- [What to do]
Using the records below, copy out exactly the line that contains "Target: man in yellow jacket" and every line that follows it, up to and including the last, and no others.
##############################
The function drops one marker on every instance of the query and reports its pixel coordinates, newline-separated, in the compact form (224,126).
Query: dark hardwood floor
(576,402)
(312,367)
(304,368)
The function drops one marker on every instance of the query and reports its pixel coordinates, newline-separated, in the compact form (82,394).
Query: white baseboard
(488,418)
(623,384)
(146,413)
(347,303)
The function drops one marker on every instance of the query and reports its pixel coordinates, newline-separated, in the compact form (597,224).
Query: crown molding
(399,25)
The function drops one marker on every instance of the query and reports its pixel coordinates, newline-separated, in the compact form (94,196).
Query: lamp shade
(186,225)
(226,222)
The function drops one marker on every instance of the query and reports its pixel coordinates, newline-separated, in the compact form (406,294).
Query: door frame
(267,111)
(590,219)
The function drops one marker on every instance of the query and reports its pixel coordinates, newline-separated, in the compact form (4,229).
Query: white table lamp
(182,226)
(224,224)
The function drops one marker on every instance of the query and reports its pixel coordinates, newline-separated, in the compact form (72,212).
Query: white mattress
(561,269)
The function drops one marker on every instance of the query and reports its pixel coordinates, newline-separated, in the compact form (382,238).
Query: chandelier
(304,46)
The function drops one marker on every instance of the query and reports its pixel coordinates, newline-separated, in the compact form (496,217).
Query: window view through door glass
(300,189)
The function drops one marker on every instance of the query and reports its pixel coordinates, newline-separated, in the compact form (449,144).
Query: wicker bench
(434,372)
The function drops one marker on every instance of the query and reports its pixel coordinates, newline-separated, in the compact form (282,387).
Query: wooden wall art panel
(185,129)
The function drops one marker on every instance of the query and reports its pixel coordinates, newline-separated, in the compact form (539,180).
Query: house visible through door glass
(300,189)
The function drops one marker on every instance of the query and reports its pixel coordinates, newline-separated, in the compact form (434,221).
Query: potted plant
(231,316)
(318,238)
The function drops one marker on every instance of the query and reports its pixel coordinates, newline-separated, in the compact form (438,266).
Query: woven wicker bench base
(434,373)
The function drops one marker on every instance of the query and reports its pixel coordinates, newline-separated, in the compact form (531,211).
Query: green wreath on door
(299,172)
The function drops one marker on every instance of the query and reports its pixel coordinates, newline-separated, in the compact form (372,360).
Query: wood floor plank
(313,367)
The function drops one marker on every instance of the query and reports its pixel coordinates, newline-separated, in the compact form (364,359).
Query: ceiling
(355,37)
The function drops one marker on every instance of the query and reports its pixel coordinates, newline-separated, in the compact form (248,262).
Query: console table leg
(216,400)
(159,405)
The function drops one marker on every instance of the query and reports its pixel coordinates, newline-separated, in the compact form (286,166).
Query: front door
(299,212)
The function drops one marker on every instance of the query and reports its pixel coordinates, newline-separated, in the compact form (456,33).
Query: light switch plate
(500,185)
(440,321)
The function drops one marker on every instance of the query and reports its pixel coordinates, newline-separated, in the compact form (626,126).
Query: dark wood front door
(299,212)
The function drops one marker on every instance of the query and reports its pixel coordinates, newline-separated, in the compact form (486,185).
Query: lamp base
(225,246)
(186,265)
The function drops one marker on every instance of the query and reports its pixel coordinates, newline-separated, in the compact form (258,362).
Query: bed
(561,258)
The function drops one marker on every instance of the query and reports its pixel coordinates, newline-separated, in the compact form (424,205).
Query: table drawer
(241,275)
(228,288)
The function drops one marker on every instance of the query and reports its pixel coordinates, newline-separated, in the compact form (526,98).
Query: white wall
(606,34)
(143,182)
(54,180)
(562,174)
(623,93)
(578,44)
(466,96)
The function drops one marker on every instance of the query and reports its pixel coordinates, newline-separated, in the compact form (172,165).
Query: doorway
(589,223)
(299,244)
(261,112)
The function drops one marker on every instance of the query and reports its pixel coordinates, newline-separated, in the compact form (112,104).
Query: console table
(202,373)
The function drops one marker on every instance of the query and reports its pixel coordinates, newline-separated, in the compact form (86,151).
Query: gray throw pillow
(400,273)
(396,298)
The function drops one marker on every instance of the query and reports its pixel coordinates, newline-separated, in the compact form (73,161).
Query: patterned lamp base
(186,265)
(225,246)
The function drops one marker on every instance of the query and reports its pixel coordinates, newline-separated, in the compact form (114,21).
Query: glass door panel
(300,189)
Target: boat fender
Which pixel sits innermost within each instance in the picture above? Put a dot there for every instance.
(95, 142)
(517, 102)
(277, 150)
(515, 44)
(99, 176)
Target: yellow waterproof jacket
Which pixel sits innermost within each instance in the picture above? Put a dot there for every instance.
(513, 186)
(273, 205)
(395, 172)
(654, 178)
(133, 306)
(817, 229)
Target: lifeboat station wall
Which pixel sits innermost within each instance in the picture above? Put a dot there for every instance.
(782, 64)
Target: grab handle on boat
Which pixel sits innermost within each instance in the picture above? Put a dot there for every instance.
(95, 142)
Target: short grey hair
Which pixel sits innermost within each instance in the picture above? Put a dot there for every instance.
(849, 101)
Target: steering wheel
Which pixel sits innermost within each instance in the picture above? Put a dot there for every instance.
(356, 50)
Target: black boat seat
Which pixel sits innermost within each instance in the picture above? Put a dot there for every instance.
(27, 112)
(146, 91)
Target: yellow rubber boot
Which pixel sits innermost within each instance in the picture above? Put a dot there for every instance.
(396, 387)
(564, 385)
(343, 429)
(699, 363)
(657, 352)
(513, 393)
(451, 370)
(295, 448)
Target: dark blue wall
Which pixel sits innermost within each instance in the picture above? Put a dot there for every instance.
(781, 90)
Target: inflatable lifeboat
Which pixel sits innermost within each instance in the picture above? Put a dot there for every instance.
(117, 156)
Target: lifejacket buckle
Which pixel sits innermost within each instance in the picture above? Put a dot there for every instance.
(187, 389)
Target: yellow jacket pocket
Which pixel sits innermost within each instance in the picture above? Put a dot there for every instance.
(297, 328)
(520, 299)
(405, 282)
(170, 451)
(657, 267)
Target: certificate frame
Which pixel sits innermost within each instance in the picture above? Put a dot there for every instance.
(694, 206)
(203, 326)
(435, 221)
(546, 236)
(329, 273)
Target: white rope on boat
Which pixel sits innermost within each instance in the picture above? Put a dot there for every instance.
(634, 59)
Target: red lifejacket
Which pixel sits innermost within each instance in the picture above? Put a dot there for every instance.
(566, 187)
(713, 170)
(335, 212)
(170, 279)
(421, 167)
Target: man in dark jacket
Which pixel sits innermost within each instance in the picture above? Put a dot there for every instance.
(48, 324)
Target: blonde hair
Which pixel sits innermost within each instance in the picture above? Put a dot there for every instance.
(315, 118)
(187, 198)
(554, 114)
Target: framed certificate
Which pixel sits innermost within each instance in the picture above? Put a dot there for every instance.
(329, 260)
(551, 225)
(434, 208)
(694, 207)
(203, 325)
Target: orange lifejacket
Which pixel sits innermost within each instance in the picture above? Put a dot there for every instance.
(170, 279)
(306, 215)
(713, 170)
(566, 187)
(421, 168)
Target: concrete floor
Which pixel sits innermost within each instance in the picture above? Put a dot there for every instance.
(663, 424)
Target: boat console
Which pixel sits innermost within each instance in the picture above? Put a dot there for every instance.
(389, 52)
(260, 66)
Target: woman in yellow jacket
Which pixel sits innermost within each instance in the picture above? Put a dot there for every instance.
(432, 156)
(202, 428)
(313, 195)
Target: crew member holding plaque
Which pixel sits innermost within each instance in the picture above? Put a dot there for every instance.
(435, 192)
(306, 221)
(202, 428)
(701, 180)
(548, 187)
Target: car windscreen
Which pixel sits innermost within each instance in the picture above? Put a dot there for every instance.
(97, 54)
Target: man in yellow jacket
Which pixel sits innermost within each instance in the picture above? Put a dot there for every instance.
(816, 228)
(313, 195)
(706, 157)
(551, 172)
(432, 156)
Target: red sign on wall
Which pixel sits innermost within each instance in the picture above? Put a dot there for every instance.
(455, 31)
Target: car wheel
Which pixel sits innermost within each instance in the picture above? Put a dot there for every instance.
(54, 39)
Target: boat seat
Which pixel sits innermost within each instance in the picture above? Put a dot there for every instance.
##############################
- [Exercise solution]
Target: man in yellow jacket
Which pixel sits innermost within each instance in the picture above? Put a dot there for every instance.
(816, 228)
(313, 195)
(706, 157)
(551, 172)
(432, 156)
Target: red sign on wall
Which pixel sits innermost within each instance in the picture above? Put a dot there for every instance.
(455, 31)
Target: car wheel
Which pixel sits innermost within each instance in the picture above? Put a dot there for every instance.
(54, 39)
Target: boat seat
Which pixel sits innermost within each instance in the picture above? Put a dot there for every instance.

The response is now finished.